___ PROVIDED DATA ___
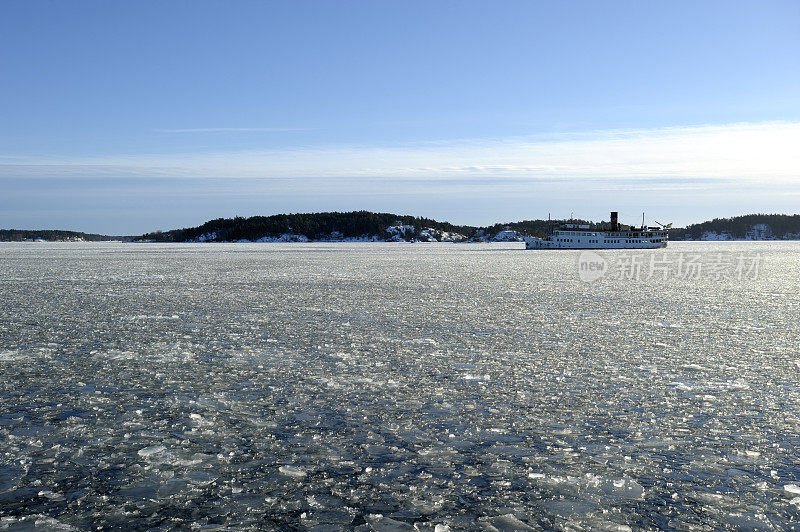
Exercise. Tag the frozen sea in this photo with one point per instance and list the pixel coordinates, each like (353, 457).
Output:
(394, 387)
___
___ PROVIDED DATA ___
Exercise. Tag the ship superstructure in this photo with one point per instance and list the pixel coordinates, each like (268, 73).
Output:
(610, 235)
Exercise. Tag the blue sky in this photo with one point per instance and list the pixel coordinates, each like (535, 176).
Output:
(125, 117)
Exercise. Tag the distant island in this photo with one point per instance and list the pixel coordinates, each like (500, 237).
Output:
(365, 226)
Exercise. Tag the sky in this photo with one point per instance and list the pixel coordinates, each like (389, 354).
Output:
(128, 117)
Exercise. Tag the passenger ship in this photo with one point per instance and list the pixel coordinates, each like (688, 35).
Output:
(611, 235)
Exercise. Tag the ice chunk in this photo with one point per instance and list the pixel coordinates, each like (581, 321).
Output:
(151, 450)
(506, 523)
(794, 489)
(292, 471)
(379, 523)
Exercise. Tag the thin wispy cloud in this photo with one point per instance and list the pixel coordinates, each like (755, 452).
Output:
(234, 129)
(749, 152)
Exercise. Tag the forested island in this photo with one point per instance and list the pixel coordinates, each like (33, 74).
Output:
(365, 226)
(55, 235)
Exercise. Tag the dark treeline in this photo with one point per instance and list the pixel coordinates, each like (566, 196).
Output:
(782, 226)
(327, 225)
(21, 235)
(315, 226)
___
___ PROVIDED DATA ___
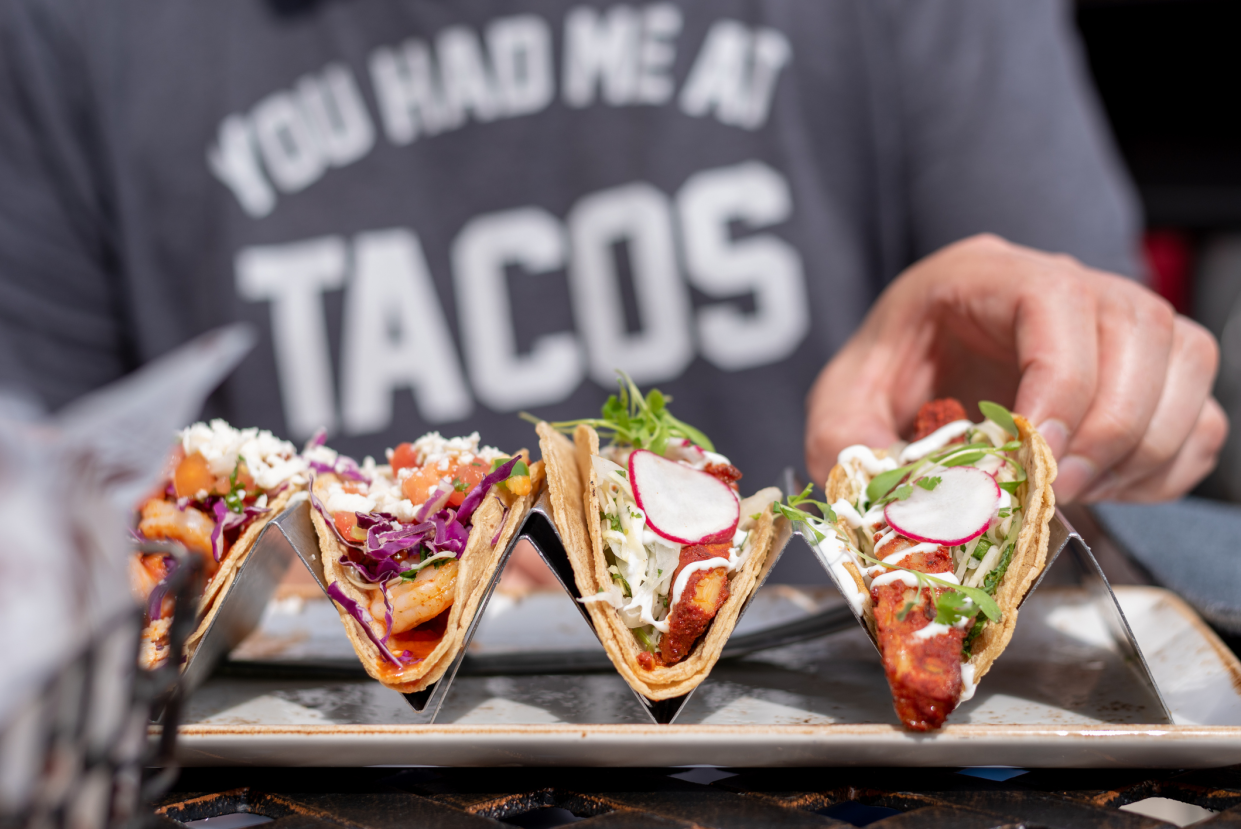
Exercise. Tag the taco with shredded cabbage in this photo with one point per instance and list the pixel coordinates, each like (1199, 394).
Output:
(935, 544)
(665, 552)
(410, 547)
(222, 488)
___
• **STATED GOAL**:
How many lines in the material above contain the string "ship"? Reply with the number alone.

• **RESPONSE TO THE EXERCISE**:
2